When you reach the entries below, transcribe each one exactly as it stands.

- **EXTRACTED INFORMATION**:
────────────────────
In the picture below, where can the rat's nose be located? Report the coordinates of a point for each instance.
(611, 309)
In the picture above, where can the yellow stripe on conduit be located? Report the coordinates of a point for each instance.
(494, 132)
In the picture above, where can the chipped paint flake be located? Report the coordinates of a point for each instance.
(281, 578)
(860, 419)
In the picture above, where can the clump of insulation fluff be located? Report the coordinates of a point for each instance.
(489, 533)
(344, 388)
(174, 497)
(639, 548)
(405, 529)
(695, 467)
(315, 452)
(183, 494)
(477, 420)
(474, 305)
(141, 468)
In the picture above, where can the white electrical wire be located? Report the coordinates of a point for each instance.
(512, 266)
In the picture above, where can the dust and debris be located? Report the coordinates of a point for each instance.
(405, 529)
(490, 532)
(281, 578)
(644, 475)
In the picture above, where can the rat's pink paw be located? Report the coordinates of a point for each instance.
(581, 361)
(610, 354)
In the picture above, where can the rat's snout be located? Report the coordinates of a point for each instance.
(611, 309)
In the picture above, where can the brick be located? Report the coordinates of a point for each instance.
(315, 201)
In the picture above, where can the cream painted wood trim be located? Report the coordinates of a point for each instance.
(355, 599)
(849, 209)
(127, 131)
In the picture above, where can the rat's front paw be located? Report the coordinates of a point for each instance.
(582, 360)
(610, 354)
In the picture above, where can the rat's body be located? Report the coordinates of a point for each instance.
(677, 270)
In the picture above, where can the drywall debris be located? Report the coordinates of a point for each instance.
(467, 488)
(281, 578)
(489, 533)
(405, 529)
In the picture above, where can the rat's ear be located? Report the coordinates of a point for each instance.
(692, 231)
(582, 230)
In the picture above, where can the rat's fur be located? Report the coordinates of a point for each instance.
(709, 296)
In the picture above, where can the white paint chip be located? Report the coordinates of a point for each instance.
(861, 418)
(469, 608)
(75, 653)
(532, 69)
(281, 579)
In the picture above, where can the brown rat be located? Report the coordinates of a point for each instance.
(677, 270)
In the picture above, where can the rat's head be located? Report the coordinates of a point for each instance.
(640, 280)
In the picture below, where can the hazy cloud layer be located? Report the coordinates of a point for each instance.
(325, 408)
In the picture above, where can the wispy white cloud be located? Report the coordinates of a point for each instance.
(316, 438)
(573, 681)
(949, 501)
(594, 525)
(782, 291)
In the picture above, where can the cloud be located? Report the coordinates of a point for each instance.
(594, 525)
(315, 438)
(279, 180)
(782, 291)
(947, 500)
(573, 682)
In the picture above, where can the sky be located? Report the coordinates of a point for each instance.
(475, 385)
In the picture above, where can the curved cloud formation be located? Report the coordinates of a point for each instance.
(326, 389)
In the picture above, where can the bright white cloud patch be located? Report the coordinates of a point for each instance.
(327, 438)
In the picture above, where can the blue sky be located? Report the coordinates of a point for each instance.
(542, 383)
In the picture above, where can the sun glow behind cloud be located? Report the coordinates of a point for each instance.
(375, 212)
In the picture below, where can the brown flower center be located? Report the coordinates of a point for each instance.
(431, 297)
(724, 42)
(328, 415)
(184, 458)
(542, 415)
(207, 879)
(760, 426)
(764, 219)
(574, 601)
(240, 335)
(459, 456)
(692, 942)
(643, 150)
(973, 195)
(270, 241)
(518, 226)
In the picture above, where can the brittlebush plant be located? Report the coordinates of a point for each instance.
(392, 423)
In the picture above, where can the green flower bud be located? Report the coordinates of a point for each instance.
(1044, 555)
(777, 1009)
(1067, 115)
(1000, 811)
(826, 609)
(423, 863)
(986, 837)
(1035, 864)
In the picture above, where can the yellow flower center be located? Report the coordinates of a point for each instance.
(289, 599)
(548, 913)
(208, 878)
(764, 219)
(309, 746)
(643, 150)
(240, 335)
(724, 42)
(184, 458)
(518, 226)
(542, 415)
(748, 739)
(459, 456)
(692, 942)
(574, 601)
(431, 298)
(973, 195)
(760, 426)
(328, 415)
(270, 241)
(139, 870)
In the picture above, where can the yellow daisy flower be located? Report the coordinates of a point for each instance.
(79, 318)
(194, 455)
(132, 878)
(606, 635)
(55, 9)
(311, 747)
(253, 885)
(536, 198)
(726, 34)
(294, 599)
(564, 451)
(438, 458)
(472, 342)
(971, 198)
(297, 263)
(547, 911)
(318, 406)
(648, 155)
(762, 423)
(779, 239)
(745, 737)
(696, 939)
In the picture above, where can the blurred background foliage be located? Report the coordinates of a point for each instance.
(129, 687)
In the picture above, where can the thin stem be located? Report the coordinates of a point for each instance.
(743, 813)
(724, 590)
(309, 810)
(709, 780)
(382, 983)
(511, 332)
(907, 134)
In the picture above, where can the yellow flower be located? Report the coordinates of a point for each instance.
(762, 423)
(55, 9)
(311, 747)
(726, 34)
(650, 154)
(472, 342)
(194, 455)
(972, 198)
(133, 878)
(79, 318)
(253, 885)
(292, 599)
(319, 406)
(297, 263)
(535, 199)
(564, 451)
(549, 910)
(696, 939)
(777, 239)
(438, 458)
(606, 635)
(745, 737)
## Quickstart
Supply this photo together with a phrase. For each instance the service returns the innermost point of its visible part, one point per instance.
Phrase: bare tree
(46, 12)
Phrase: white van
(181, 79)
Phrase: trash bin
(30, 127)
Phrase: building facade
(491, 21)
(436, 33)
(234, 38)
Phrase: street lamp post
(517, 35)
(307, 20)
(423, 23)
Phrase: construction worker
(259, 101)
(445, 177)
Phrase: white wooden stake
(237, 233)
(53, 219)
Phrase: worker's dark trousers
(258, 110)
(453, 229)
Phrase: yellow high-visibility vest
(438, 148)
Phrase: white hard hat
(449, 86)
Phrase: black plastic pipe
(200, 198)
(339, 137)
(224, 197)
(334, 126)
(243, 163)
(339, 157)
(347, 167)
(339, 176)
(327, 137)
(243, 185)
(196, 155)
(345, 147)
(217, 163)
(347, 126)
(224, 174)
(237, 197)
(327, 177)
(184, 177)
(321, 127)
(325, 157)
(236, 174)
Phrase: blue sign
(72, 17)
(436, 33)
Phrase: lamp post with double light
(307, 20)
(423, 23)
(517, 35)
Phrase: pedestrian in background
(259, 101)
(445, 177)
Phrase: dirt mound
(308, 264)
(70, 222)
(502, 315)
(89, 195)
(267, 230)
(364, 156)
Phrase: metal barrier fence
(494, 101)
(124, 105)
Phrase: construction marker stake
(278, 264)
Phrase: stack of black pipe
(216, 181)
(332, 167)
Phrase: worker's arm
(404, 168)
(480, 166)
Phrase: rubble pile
────────────────────
- **SOLUTION FOR THIS PROBLEM**:
In the picture below, where can the rat's nose be located? Report the coordinates of a point for each instance.
(611, 309)
In the picture above, where can the yellow stripe on conduit be located? Report the coordinates of a point for each instance.
(494, 132)
In the picture above, where can the chipped paint flake be located? Report the coordinates of a point for each instance.
(281, 578)
(860, 419)
In the picture above, where can the clump of insulation fluff be located? Report the coordinates of a point for each instance.
(489, 533)
(344, 388)
(174, 497)
(639, 548)
(405, 529)
(695, 467)
(315, 452)
(183, 494)
(477, 420)
(474, 305)
(141, 468)
In the picture above, where can the white electrical wire be located? Report the coordinates of a point for each instance.
(512, 266)
In the picture above, where can the dust and debris be located? Report the coordinates of a point for each instance.
(405, 529)
(490, 532)
(281, 578)
(644, 475)
In the picture above, where can the rat's pink paw be located? Report the coordinates of a point for each instance.
(581, 361)
(610, 354)
In the picture above, where can the rat's snout be located? Report the coordinates of a point for each instance.
(611, 309)
In the picture above, where can the brick be located? Report the coordinates of a point for each instance.
(315, 201)
In the picture above, where can the cream painted wood trim be located? Report the coordinates of a point for each instance.
(355, 599)
(849, 209)
(127, 131)
In the picture above, where can the rat's front paw be located? Report the coordinates of a point for each instance.
(582, 360)
(610, 354)
In the picture above, where can the rat's body be located? Report the coordinates of a point for each instance.
(677, 270)
In the picture above, where can the drywall debris be located? Report the coordinates of a point for each instance.
(467, 488)
(281, 578)
(489, 533)
(405, 529)
In the picture above, where can the rat's ear be located? Report the coordinates of a point for each instance.
(692, 231)
(582, 230)
In the picture above, where can the rat's fur be located? Report the coordinates of a point for each instance.
(709, 296)
In the picture above, where can the white paint chip be located? Report the coordinates of a point for each instance.
(861, 418)
(469, 608)
(75, 653)
(532, 69)
(281, 579)
In the picture above, where can the brown rat be located? Report the coordinates of a point for each instance.
(677, 270)
In the picture above, where can the rat's head be located? Report the coordinates of a point for each instance.
(640, 280)
In the picture below, where can the hazy cloud layer be located? Report the coordinates of a point for each instance.
(325, 408)
In the picture above, where can the wispy white cloud be located? Report the coordinates of a point for each instance.
(316, 438)
(573, 681)
(949, 501)
(594, 525)
(782, 291)
In the picture above, where can the cloud be located? Report the coordinates of a point for each instance.
(594, 525)
(315, 438)
(279, 180)
(782, 291)
(947, 500)
(573, 682)
In the picture above, where can the sky be located? Report the coordinates of a point for each instance.
(475, 385)
In the picture above, where can the curved cloud formation be located? Report the coordinates of a point for each instance.
(326, 389)
In the picture above, where can the bright white cloud patch be located? Report the coordinates of a point for each instance.
(327, 438)
In the picture above, where can the blue sky be located? Report the coordinates of a point for each instance.
(542, 383)
In the picture above, where can the sun glow behind cloud be located? Report the coordinates of a point for each instance.
(375, 212)
In the picture below, where can the brown flower center be located? Report the coordinates of a point for each instance.
(431, 297)
(724, 42)
(328, 415)
(184, 458)
(542, 415)
(207, 879)
(760, 426)
(764, 219)
(574, 601)
(240, 335)
(459, 456)
(692, 942)
(643, 150)
(973, 195)
(270, 241)
(518, 226)
In the picture above, where can the brittlebush plant be located? Report the coordinates of a point for each instance.
(392, 423)
In the picture above, where can the green flower bud be located? Report the coordinates of a point for each instance.
(1044, 555)
(777, 1009)
(1067, 115)
(1000, 811)
(826, 609)
(423, 863)
(986, 837)
(1035, 864)
In the picture above, where can the yellow flower center be located? Report the coordinates of a point for each instance.
(289, 599)
(548, 913)
(208, 878)
(764, 219)
(309, 746)
(643, 150)
(240, 335)
(724, 42)
(184, 458)
(518, 226)
(542, 415)
(748, 739)
(459, 456)
(692, 942)
(574, 601)
(431, 298)
(973, 195)
(760, 426)
(328, 415)
(270, 241)
(139, 870)
In the picture above, where can the yellow daisy flower be located? Report the coordinates of a point for each instance.
(79, 318)
(194, 455)
(132, 878)
(606, 635)
(55, 9)
(311, 747)
(253, 885)
(536, 198)
(726, 34)
(294, 599)
(564, 451)
(438, 458)
(472, 342)
(971, 198)
(297, 263)
(547, 911)
(318, 406)
(648, 155)
(762, 423)
(779, 239)
(745, 737)
(696, 939)
In the picture above, where can the blurred background foliage be located? Report the coordinates of a point for each instance.
(129, 687)
In the picture above, where can the thin stem be located? Report the coordinates of a point for each instance.
(743, 813)
(724, 590)
(309, 810)
(709, 780)
(382, 983)
(511, 332)
(907, 134)
In the picture above, where can the yellow flower be located? Report the coordinates of a point for each instance.
(762, 423)
(55, 9)
(311, 747)
(726, 34)
(650, 154)
(472, 342)
(194, 455)
(972, 198)
(133, 878)
(79, 318)
(253, 885)
(292, 599)
(319, 406)
(297, 263)
(535, 199)
(564, 451)
(549, 910)
(696, 939)
(777, 239)
(438, 458)
(606, 635)
(745, 737)
## Quickstart
Supply this photo together with a phrase. For each instance the service returns the innermost point of its visible part, one point per instance.
Phrase: bare tree
(46, 12)
Phrase: white van
(181, 79)
Phrase: trash bin
(30, 127)
Phrase: building facade
(491, 21)
(436, 33)
(234, 38)
Phrase: street lamp post
(517, 35)
(307, 20)
(423, 23)
Phrase: construction worker
(259, 101)
(445, 177)
Phrase: white wooden stake
(237, 233)
(53, 219)
Phrase: worker's dark trousers
(258, 110)
(453, 229)
Phrase: yellow high-visibility vest
(438, 148)
Phrase: white hard hat
(449, 86)
Phrase: black plastic pipe
(200, 198)
(339, 137)
(224, 197)
(334, 126)
(243, 163)
(339, 157)
(347, 167)
(339, 176)
(327, 137)
(243, 185)
(196, 155)
(345, 147)
(217, 163)
(347, 126)
(224, 174)
(237, 197)
(327, 177)
(184, 177)
(321, 127)
(325, 157)
(236, 174)
Phrase: blue sign
(72, 17)
(436, 33)
Phrase: lamp post with double light
(307, 20)
(423, 23)
(517, 35)
Phrase: pedestrian in background
(259, 101)
(445, 177)
Phrase: dirt mound
(308, 264)
(70, 222)
(502, 315)
(89, 195)
(267, 230)
(364, 156)
Phrase: metal barrier fence
(494, 101)
(124, 105)
Phrase: construction marker stake
(278, 264)
Phrase: stack of black pipe
(216, 181)
(332, 167)
Phrase: worker's arm
(404, 168)
(480, 166)
Phrase: rubble pile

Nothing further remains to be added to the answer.